**Consegna**
Traduci in inglese questa frase del testo su Berlinguer: «Non sarò certo io a negare il carisma di Berlinguer.»

**Articolo**
In primo luogo respingo nettamente che l’affetto e la stima di cui Berlinguer ha goduto, in vita e oltre, siano in via esclusiva il frutto di una visone sacra della sua figura, in gran parte legata alla sua morte eroica.

Lui era amato, in primo luogo, perché era il segretario di un partito al quale veniva riconosciuto il rapporto che aveva con la povera gente e la tutela degli ultimi; quindi la strenua difesa della democrazia durante la Resistenza, ma anche, nel dopo guerra, dai tentativi di riportare indietro le lancette della storia e, da ultimo, dal terrorismo.

Sono del tutto convinto che era lontano, nel tempo e nello spazio, dal Partito Comunista Italiano, il mito della personalità.

Berlinguer ha incarnato una politica che era frutto di un confronto per nulla privo di conflitti interni, al contrario di altri leader politici che hanno fondato la propria ascesa su un forte carattere dirigista e personalistico.  Certo, ogni grande leader lascia la propria impronta.

Non sarò certo io a negare il carisma di Berlinguer. Altrettanto sono persuaso che se un altro, per come veniva vissuta la politica dentro il PCI, avesse preso la guida del più grande Partito della sinistra italiana avrebbe ricevuto la medesima stima e goduto del medesimo affetto. Quindi mi riferirò a Berlinguer per comodità di linguaggio ma sia chiaro che non mi sfugge, neppure per un secondo, che dietro di lui c’era un collettivo che ne condivideva le scelte e anche quando non le condivideva se ne faceva carico. Le criticava talvolta, certo, ma, in ogni caso, le sosteneva e le adottava.

Il primo essenziale passo è scendere dal piedistallo di una visione leaderistica della politica, che peraltro era molto lontana dalle caratteristiche anche personali di E.Berlinguer.

**Righe di un dataset per l'etichettatura con riquadri**
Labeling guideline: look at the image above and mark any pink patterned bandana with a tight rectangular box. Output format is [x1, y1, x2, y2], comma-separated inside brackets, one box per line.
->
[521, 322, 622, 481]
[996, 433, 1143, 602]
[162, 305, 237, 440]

**Svolgimento**
I will certainly not be the one to deny Berlinguer's charisma.